* ZADANIE 1
Czy możesz przedstawić w formie krótkiej listy akapit wywiadu z Michałem Czerneckim zaczynający się od słów „Jego życiorys to gotowy materiał”, zachowując jego główne fakty?
* ZADANIE 2
Czy możesz przepisać bez zmian fragment wywiadu z Michałem Czerneckim, od słów „PAP Life: Zaskoczył” aż po słowa „przypomina trochę teatr.”?
* ZADANIE 3
Jak po angielsku brzmi zdanie z wywiadu z Michałem Czerneckim: „Jedni i drudzy walczą o zainteresowanie, chcą być w centrum uwagi.”?

* TEKST ŹRÓDŁOWY

Michał Czernecki dla PAP: żona jest absolutnie najważniejszym człowiekiem w moim życiu [WYWIAD]

2023-11-10 12:51 aktualizacja: 2023-11-11, 07:41
Michał Czernecki. Fot. PAP/Marcin Obara
Michał Czernecki. Fot. PAP/Marcin Obara
Jego życiorys to gotowy materiał na scenariusz. W dzieciństwie czuł się osamotniony, jako nastolatek przeżył dwie próby samobójcze, długo zmagał się z depresją. Zanim postanowił zostać aktorem, uczył się w technikum elektronicznym i policealnej szkole dla pracowników społecznych. Ale w końcu odnalazł swoją drogę i od kilku lat zaliczany jest do grona najlepszych polskich aktorów. 10 listopada do kin wchodzi film „Polowanie”, w którym gra główną rolę. To oparta na faktach historia o człowieku uwikłanym w politykę. Z Michałem Czerneckim rozmawiamy o tym, dlaczego prawdziwe historie gra się inaczej niż fikcję, czy polityka jest ciekawym tematem na film, czy warto w życiu ufać i jaką się za to płaci cenę.

PAP Life: Chciał pan kiedyś zostać politykiem?

Michał Czernecki: Nie, nigdy.
 
PAP Life: Zaskoczył mnie pan. Wydaje mi się, że aktorzy i politycy mają ze sobą wiele wspólnego. Jedni i drudzy walczą o zainteresowanie, chcą być w centrum uwagi. Polityka przypomina trochę teatr.

* DOSTARCZONY MATERIAŁ
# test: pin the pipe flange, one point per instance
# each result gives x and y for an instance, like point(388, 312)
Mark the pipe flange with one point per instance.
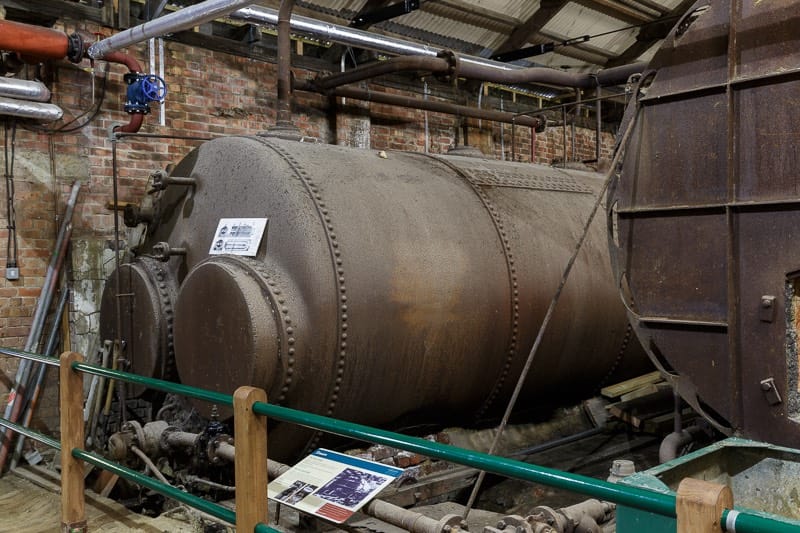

* PEŁNA ODPOWIEDŹ 1
- W dzieciństwie czuł się osamotniony, jako nastolatek przeżył dwie próby samobójcze i długo zmagał się z depresją.
- Przed wyborem aktorstwa uczył się w technikum elektronicznym i w policealnej szkole dla pracowników społecznych.
- Od kilku lat należy do grona najlepszych polskich aktorów.
- 10 listopada do kin wchodzi film „Polowanie”, w którym gra główną rolę. To oparta na faktach historia człowieka uwikłanego w politykę.
- Rozmowa dotyczy tego, dlaczego prawdziwe historie gra się inaczej niż fikcję, czy polityka jest ciekawym tematem na film, czy warto w życiu ufać i jaką się za to płaci cenę.

* PEŁNA ODPOWIEDŹ 2
PAP Life: Zaskoczył mnie pan. Wydaje mi się, że aktorzy i politycy mają ze sobą wiele wspólnego. Jedni i drudzy walczą o zainteresowanie, chcą być w centrum uwagi. Polityka przypomina trochę teatr.

* PEŁNA ODPOWIEDŹ 3
Both of them fight for attention; they want to be in the spotlight.